### RECORDS FOR THIS EXERCISE
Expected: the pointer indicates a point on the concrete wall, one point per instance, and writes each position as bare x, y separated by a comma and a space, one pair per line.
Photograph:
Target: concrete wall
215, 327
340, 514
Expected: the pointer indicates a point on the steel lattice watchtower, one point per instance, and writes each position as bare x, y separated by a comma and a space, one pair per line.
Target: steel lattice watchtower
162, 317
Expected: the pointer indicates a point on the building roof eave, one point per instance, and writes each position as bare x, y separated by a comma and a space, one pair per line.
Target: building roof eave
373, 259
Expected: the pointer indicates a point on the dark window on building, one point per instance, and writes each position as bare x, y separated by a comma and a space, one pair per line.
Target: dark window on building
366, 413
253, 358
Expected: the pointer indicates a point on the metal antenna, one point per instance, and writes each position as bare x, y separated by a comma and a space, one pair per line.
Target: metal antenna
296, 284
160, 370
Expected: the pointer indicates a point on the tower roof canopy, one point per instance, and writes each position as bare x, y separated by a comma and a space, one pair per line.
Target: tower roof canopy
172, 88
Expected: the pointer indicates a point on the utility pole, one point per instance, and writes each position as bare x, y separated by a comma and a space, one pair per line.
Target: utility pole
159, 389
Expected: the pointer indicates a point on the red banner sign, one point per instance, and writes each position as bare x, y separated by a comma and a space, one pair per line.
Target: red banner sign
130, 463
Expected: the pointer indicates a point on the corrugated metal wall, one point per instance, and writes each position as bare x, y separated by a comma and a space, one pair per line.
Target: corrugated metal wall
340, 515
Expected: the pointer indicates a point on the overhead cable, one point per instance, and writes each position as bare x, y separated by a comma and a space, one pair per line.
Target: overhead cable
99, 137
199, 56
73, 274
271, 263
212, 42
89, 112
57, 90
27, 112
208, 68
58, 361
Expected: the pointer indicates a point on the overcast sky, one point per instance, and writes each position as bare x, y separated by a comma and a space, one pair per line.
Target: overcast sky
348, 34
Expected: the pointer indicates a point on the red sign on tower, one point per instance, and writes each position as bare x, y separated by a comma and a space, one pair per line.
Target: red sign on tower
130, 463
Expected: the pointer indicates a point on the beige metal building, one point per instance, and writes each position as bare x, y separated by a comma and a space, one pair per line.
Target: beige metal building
######
### RECORDS FOR THIS EXERCISE
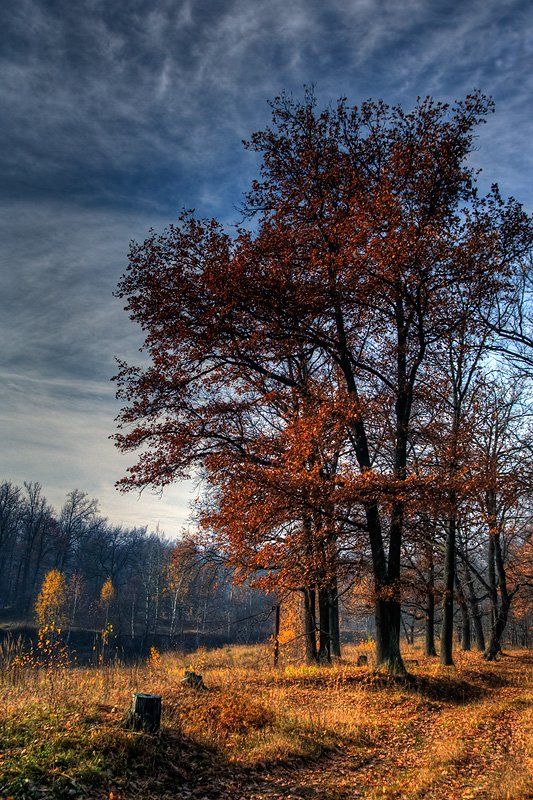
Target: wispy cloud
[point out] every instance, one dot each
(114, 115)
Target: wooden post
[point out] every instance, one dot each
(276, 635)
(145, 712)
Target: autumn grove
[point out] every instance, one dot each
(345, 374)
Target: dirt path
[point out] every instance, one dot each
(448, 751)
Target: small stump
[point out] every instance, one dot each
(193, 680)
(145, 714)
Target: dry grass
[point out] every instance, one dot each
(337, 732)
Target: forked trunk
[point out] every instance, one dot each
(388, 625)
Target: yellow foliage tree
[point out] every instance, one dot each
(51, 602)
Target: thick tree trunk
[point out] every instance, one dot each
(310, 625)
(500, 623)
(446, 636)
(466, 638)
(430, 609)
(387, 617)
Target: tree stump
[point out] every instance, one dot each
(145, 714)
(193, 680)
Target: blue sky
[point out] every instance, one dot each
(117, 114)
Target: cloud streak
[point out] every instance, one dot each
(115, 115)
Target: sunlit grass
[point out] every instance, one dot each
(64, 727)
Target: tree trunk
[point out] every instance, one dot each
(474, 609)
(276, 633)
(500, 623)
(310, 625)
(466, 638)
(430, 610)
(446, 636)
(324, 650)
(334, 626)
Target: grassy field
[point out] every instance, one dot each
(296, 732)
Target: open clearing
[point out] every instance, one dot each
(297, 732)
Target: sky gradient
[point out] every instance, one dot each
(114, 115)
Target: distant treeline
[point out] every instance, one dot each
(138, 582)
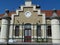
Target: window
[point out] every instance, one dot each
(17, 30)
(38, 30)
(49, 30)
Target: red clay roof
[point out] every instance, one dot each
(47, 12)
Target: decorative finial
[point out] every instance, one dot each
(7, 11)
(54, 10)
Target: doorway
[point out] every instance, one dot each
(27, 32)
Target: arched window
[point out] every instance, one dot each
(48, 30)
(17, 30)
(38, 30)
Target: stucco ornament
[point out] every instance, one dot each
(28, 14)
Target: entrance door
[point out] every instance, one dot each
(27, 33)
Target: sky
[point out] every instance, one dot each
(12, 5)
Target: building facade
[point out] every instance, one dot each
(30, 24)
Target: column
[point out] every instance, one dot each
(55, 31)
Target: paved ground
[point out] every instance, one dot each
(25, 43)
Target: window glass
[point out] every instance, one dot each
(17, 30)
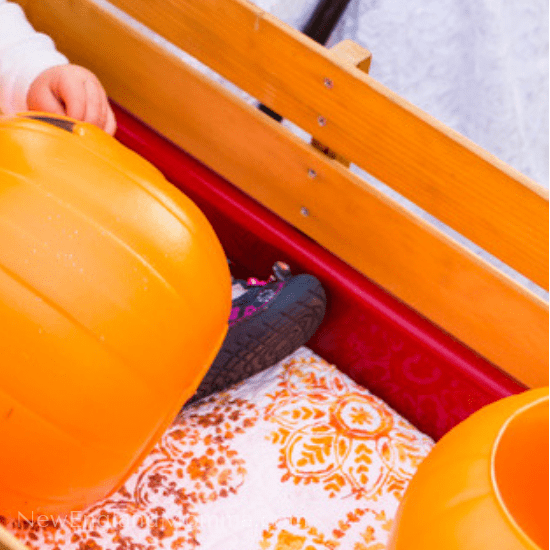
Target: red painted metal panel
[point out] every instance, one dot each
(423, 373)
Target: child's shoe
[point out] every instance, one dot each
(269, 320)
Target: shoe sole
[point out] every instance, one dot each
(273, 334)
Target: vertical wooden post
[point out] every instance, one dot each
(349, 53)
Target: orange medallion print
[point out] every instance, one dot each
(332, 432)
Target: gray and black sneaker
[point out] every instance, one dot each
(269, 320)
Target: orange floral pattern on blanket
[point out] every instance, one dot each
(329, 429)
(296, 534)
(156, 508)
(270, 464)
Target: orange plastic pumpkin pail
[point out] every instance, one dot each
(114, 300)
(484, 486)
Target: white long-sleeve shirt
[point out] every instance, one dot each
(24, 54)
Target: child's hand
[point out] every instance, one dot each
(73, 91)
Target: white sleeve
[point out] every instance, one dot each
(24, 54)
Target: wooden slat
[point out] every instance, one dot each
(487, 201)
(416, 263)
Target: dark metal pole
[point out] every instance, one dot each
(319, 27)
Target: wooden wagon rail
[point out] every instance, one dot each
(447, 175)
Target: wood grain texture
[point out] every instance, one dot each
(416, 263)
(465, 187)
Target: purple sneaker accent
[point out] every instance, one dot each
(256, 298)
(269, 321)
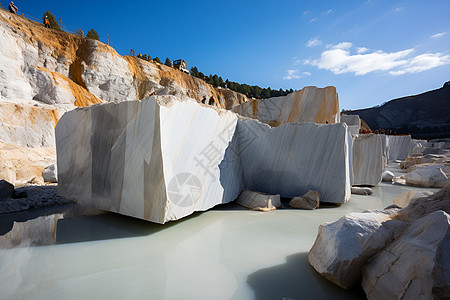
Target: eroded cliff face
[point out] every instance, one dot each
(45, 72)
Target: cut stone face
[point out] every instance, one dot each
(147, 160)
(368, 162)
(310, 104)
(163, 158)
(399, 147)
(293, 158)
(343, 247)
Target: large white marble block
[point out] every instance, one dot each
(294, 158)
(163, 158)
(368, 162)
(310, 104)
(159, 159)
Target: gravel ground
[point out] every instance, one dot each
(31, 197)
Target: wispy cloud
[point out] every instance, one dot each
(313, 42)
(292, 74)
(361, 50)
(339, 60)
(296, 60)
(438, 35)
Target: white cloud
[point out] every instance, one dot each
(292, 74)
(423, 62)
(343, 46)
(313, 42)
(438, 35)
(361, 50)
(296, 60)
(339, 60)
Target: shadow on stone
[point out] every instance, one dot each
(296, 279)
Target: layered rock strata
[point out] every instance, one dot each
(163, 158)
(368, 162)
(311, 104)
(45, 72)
######
• **YOUR INSTRUCTIONS**:
Which of the lines in the data hold the string "trunk"? Report each of them by copying it.

• **EXPECTED ANSWER**:
Target: forked trunk
Target: thick tree trunk
Target: tree trunk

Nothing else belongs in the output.